__EXERCISE GOAL__: Only the lines from the one containing "Locate every instance of the water" through the end of the data below should be copied, each exactly as written and with both ends kept.

__INFORMATION SHOWN__:

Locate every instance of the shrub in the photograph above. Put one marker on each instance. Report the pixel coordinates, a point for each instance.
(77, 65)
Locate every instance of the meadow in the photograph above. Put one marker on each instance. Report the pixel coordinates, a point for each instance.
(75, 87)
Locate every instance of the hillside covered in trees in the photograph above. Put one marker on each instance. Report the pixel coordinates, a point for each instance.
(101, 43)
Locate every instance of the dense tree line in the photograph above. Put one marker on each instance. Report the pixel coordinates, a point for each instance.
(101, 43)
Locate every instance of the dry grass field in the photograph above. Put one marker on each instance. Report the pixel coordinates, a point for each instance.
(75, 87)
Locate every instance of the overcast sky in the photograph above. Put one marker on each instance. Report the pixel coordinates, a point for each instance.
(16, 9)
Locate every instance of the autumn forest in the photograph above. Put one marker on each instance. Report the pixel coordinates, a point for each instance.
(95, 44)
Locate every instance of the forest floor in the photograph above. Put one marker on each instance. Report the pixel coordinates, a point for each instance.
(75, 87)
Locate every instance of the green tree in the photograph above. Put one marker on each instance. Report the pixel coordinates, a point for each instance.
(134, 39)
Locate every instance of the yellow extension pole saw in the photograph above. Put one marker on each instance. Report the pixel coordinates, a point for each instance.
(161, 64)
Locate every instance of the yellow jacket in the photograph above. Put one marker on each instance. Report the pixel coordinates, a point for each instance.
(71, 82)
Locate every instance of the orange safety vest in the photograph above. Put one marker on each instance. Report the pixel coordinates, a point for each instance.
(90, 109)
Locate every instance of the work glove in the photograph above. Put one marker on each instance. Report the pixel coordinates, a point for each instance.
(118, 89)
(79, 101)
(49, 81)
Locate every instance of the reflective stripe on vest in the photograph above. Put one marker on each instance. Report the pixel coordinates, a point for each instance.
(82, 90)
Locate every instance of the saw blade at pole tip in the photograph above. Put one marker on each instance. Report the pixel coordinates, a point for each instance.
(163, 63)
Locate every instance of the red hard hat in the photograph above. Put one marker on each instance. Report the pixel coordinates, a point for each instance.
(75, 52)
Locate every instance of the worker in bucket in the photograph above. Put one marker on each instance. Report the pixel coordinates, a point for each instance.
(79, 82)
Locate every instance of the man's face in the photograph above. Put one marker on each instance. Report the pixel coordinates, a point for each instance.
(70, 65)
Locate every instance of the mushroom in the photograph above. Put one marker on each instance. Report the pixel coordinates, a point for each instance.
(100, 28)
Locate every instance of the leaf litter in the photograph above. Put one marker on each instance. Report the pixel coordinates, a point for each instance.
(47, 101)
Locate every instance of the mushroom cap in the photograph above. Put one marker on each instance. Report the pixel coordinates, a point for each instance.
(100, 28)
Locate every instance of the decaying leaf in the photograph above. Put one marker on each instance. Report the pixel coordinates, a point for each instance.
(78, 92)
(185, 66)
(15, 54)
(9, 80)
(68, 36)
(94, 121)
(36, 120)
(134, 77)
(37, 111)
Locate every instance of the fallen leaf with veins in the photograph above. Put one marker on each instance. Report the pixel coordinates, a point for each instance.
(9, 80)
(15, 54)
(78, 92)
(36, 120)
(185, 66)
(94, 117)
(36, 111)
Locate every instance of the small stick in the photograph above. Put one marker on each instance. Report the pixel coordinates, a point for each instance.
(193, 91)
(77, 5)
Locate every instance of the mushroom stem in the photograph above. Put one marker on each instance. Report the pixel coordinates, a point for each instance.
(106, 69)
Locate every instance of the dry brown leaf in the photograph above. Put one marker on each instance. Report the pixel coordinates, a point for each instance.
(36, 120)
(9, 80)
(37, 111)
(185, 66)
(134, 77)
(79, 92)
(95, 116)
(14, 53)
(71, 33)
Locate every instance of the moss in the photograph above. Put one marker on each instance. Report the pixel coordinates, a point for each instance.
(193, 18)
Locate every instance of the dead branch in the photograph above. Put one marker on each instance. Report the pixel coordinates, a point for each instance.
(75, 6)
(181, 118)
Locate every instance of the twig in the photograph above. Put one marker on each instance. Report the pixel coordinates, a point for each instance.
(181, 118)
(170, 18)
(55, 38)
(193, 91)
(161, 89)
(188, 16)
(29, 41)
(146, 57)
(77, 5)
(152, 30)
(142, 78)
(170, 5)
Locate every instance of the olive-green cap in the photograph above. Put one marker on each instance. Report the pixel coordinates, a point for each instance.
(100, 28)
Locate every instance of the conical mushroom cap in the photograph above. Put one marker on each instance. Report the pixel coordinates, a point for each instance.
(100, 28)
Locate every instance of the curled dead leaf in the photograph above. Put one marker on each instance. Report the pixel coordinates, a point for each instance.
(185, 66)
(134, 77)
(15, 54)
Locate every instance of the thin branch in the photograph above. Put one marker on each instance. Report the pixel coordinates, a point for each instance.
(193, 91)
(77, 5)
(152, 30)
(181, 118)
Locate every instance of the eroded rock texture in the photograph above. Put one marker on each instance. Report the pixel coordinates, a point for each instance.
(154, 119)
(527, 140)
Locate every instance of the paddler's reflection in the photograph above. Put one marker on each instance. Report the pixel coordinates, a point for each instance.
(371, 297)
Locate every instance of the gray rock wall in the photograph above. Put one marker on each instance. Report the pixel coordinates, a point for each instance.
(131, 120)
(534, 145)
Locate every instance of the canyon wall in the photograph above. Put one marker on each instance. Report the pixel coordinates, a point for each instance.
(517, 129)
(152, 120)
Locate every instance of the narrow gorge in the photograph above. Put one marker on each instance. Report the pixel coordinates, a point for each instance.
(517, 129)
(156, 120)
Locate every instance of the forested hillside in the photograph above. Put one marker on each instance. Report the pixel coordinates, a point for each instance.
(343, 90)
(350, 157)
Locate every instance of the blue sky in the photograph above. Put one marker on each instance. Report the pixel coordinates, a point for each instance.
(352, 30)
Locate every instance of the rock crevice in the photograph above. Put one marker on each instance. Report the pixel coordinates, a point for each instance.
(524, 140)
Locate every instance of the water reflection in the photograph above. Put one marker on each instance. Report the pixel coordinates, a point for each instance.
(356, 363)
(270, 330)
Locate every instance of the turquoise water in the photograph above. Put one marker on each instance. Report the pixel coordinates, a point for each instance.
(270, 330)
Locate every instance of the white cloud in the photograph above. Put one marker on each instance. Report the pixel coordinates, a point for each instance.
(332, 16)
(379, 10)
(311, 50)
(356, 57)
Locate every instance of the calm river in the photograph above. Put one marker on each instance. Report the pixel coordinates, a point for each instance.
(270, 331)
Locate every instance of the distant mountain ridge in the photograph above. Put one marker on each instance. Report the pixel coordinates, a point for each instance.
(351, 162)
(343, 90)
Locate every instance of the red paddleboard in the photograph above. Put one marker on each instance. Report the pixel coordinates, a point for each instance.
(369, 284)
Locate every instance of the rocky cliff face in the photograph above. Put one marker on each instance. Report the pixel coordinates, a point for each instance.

__WRITTEN RESPONSE__:
Locate every instance of the water reflection in the photograph above. Put one marker on each instance. Report the pixel coordinates, a point for each instance.
(356, 363)
(270, 330)
Locate every instance of the turquoise water in the photograph above. Put one marker on each instance. Report the pixel coordinates, a point for each instance.
(270, 330)
Locate every instance of the white cloud in the photograph above. Put one marker on each instance. Report the pixel coordinates, a point for each instance.
(332, 16)
(379, 10)
(311, 50)
(356, 57)
Locate every instance of the calm river in the photograph above. Put one marker on each instance. Report the pixel coordinates, a point for each instance.
(270, 331)
Locate every instance of the distant mountain ridge in the photograph above. Put one marker on each instance. Report the pixel coordinates, a point for each instance.
(351, 162)
(343, 90)
Locate every instance of the red paddleboard in the photograph above. Put one marker on each instance. Report the pixel coordinates, a point for each instance.
(369, 284)
Locate every instance of the rocky cliff face in the photograph above. Put one marker on each instance. Report the pixel coordinates, a point for each instance.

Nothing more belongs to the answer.